→ **Objectif A**
Les affirmations suivantes concordent-elles avec l'article sur Bruxelles-Propreté ? Pour chacune, répondez par oui ou non et citez mot pour mot les termes de l'article qui tranchent : (i) depuis 1999, le nombre d'agents de l'agence est passé de 1500 à près de 2800 ; (ii) l'agence dispose de 4 sites d'exploitation ; (iii) les 22 millions d'euros affectés chaque année aux achats logistiques comprennent le charroi.
→ **Objectif B**
Recopiez à l'identique le passage de l'article sur Bruxelles-Propreté qui s'ouvre sur les mots contenant « 1 décembre 2018 » et se termine par « de nombreux secteurs. ».

→ **Texte fourni**

Bruxelles-Propreté : ‘big picture’ d’un parastatal du quotidien

1 décembre 2018 par
BECI Community

Après avoir déjà éclairé les stratégies d’achat public de plusieurs « bras armés » de la Région bruxelloise (CIRB, SLRB, BE, etc.), notre série sur les marchés publics met en lumière le secteur de la propreté publique. Mathieu Vrebosch, responsable de la Cellule Achats au sein de Bruxelles-Propreté, tient à rendre les entrepreneurs bruxellois attentifs aux diverses opportunités d’affaires que son OIP propose, et ce, dans de nombreux secteurs. 

 

Difficile de vivre ou de travailler dans la Capitale sans connaître l’Agence Bruxelles-Propreté ! Tant il est vrai que produire des déchets – et donc, être tenu de contribuer à les éliminer – est notre lot à tous… Il n’en est pas moins utile de rappeler quelques éléments à son sujet. Ainsi, l’agence est un gros employeur, marqué au surplus par un fort développement : depuis 1999, le nombre d’agents est passé de 1500 à près de 2800. Bruxelles-Propreté, c’est aussi – répartis sur tout le territoire régional – 11 sites d’exploitation, 4 parcs à conteneurs, un garage central et un siège administratif. En termes de nettoyage, enfin, 399 km de voiries sont entretenus par l’agence.

Pour faire tourner ce « monstre » et lui donner les moyens de ses missions, d’innombrables commandes de travaux, fournitures et services sont indispensables. Comme le précise M. Vrebosch, 22 millions d’euros sont annuellement affectés au budget à cette fin, « au seul niveau des achats logistiques, sans le charroi ni l’infrastructure, donc ! » Charroi dont le budget s’élève, en 2018, à 16 millions TVAC pour l’achat de véhicules et 8,5 millions pour l’entretien et les réparations.

→ **Données brutes**
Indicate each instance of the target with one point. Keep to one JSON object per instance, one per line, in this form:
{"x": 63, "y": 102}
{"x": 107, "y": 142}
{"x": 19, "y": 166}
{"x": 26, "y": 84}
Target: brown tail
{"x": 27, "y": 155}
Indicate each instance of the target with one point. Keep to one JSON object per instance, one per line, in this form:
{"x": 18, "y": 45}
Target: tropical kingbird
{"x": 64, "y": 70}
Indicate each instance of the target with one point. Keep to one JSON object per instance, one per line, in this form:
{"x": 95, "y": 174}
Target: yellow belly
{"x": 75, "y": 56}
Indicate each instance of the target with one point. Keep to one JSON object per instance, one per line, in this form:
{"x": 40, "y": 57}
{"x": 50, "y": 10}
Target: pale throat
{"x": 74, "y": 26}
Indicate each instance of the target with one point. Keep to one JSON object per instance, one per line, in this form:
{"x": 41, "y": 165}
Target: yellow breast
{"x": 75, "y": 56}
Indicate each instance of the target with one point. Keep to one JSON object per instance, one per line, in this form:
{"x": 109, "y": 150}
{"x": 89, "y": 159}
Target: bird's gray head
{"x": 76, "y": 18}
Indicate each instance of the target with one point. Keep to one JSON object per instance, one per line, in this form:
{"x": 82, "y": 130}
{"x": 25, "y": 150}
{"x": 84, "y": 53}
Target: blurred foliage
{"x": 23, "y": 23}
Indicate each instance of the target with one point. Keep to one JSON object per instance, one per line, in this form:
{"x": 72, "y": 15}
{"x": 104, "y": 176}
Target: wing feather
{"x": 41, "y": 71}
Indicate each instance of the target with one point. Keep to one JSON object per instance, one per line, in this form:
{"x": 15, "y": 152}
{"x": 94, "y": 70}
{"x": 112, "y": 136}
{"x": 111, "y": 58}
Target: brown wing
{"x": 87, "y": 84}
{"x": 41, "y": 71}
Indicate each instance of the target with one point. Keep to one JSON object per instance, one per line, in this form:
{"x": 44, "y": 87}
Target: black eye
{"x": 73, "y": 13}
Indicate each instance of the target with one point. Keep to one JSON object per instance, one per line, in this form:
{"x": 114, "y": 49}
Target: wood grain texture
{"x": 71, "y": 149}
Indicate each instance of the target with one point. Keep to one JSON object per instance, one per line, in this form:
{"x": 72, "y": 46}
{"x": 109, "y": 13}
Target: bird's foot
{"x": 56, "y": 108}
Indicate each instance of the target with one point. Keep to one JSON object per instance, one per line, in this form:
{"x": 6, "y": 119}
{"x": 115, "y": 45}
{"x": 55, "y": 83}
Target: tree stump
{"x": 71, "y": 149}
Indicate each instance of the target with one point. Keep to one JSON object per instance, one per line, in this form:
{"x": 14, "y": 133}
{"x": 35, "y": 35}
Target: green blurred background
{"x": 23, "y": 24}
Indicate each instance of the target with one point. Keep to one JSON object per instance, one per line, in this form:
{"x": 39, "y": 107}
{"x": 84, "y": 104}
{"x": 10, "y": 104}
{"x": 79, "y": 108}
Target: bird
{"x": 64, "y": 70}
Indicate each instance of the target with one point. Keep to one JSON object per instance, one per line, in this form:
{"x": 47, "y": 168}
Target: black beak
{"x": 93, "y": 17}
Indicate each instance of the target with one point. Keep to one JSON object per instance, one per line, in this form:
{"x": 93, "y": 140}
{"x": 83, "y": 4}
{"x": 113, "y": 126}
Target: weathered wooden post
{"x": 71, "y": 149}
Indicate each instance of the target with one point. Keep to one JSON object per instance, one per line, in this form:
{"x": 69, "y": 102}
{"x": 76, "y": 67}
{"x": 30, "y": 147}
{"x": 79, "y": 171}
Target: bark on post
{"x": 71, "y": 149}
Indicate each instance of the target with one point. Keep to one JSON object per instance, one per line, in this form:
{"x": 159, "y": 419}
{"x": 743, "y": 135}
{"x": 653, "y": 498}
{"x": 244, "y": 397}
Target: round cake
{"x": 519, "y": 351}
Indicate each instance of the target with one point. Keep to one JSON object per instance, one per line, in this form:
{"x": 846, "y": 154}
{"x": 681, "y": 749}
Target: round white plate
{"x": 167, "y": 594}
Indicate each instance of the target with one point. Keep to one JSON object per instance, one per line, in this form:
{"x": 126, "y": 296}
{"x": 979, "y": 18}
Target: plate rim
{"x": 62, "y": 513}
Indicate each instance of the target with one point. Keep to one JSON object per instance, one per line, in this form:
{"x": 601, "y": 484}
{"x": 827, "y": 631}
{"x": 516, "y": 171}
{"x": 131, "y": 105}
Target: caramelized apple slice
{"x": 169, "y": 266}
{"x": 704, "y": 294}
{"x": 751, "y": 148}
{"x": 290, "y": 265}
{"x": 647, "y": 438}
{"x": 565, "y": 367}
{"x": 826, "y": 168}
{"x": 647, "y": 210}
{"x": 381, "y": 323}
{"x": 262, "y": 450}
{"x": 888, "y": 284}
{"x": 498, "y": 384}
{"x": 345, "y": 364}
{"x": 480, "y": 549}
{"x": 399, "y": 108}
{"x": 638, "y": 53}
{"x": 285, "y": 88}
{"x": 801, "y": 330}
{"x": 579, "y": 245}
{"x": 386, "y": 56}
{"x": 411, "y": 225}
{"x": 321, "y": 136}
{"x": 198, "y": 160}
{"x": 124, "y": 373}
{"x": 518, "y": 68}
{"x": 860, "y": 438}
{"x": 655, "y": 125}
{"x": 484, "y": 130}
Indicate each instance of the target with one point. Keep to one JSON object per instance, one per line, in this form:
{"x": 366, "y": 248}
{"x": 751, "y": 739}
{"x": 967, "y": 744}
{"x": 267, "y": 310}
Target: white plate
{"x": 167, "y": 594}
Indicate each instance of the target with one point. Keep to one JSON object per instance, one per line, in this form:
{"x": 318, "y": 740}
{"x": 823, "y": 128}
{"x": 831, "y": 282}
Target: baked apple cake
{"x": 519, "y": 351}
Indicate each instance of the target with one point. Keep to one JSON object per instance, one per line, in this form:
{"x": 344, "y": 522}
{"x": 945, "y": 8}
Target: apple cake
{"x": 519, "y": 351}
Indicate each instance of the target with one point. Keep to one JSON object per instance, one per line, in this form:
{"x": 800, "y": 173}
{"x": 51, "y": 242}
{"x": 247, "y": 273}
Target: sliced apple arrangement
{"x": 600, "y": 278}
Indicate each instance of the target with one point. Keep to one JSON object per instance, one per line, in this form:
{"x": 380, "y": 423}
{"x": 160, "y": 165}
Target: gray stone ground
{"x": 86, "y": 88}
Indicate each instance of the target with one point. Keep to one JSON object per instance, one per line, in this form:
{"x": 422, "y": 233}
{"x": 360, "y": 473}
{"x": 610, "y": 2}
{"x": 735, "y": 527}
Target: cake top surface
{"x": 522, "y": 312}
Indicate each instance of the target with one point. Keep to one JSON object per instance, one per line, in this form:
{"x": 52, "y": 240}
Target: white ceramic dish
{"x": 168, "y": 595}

→ **Réponse attendue A**
(i) Oui : « depuis 1999, le nombre d’agents est passé de 1500 à près de 2800 ».
(ii) Non : « 11 sites d’exploitation, 4 parcs à conteneurs ».
(iii) Non : « au seul niveau des achats logistiques, sans le charroi ni l’infrastructure, donc ! »

→ **Réponse attendue B**
1 décembre 2018 par
BECI Community

Après avoir déjà éclairé les stratégies d’achat public de plusieurs « bras armés » de la Région bruxelloise (CIRB, SLRB, BE, etc.), notre série sur les marchés publics met en lumière le secteur de la propreté publique. Mathieu Vrebosch, responsable de la Cellule Achats au sein de Bruxelles-Propreté, tient à rendre les entrepreneurs bruxellois attentifs aux diverses opportunités d’affaires que son OIP propose, et ce, dans de nombreux secteurs.